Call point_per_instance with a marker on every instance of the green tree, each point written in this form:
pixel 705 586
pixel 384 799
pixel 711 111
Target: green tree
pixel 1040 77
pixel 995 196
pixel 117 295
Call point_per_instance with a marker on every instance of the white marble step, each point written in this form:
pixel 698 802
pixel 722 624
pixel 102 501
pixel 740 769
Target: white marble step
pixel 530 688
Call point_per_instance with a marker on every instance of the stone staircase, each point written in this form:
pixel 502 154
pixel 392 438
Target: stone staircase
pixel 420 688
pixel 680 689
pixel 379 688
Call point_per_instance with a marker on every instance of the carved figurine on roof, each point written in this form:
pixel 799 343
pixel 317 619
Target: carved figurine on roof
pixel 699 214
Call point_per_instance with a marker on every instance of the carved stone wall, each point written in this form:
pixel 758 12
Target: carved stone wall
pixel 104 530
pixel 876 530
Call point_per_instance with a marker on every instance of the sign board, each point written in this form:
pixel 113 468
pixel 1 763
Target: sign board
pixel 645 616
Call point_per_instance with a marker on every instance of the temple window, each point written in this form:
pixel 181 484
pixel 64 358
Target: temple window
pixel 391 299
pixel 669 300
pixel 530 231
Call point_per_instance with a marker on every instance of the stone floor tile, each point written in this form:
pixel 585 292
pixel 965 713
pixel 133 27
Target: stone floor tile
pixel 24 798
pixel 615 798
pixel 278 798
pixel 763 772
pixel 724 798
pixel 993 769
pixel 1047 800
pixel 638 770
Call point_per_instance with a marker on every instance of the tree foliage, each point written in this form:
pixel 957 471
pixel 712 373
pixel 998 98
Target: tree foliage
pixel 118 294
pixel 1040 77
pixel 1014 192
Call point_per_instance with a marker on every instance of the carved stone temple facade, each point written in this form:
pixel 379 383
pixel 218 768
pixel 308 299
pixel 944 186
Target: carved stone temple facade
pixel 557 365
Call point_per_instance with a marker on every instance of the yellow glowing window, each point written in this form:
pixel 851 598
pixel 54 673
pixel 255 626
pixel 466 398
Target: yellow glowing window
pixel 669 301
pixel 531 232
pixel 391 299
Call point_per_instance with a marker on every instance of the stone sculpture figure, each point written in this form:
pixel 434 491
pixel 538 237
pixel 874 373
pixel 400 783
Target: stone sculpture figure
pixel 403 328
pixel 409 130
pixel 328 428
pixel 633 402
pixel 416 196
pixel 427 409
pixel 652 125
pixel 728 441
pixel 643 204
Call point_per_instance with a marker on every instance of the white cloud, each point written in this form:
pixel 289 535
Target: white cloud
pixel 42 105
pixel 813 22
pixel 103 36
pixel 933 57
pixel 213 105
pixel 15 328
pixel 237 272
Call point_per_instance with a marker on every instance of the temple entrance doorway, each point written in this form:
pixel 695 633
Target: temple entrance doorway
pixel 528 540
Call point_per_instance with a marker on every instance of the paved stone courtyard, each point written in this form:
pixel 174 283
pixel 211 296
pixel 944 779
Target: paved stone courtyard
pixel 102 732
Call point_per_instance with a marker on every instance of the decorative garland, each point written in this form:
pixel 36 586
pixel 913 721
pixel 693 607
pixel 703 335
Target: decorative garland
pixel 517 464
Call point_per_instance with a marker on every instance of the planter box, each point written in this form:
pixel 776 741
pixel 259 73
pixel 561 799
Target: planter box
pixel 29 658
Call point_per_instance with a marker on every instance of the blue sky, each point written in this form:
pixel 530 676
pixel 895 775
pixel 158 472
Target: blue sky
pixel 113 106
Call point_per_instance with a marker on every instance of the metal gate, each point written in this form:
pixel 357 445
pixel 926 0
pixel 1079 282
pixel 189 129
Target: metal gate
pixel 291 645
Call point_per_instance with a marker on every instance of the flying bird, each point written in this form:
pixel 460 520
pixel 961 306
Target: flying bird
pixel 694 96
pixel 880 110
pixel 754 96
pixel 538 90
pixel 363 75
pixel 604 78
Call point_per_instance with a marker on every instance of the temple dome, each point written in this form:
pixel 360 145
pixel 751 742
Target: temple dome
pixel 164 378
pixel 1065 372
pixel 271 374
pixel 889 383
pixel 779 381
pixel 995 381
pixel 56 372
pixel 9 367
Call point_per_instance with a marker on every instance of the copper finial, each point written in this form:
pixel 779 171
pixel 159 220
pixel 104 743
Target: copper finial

::::::

# TASK TO COMPLETE
Turn the part that opens with the line containing "the temple entrance" and closes with the line containing "pixel 291 645" into a numbered list, skipping any blank lines.

# FINAL RESULT
1. Call point_per_instance with a marker on every instance of the temple entrance doorway, each point written in this form:
2. pixel 695 633
3. Target: temple entrance doorway
4. pixel 528 540
5. Call point_per_instance with a marker on every instance of the paved stone courtyard, each point written in this form:
6. pixel 174 283
7. pixel 211 296
8. pixel 944 779
9. Target: paved stone courtyard
10. pixel 102 732
11. Call point_per_instance with a marker on every instance of the decorative garland, each point written in this form:
12. pixel 36 586
13. pixel 913 721
14. pixel 693 607
15. pixel 703 335
16. Target: decorative garland
17. pixel 517 464
18. Call point_per_instance with a marker on every instance of the planter box, each point written in this form:
19. pixel 776 741
20. pixel 259 73
21. pixel 561 799
22. Target: planter box
23. pixel 29 658
24. Call point_per_instance with a marker on every instance of the blue sky, each point written in this form:
25. pixel 530 676
26. pixel 895 775
27. pixel 158 472
28. Target: blue sky
29. pixel 113 106
30. Call point_per_instance with a marker on every instance of the metal gate, each point written in this form:
31. pixel 357 445
32. pixel 926 0
33. pixel 1079 282
34. pixel 189 129
35. Target: metal gate
36. pixel 291 645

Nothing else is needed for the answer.